- _INSTRUCTIONS FOR THE TASK_
Pull out every line of the records below that contains the word "boot".

(Collection entries)
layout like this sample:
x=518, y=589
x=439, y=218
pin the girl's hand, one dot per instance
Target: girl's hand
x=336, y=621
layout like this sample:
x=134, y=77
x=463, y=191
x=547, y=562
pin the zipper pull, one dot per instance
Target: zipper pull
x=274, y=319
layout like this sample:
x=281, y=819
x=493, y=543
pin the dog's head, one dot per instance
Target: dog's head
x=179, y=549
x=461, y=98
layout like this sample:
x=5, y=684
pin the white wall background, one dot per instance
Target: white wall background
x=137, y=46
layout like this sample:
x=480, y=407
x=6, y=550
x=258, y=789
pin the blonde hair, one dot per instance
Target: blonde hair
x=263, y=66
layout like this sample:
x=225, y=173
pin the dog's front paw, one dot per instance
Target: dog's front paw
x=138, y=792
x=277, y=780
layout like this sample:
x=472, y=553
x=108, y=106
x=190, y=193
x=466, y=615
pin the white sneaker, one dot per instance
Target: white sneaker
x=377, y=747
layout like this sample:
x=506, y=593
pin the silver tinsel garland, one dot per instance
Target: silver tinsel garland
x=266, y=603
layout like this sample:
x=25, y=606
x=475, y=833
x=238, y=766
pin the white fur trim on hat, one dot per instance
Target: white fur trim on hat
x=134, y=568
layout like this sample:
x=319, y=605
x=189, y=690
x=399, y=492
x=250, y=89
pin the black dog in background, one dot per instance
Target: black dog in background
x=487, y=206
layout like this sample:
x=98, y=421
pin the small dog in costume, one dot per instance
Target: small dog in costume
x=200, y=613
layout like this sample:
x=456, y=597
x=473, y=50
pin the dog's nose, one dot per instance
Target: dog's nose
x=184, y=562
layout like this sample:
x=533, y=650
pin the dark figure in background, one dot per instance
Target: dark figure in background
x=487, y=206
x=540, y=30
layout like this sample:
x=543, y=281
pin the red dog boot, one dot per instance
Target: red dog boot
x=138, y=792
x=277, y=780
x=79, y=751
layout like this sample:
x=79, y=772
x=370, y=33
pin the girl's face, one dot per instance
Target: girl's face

- _SOLUTION_
pin the red dog boot, one dot per instance
Target: red dog boot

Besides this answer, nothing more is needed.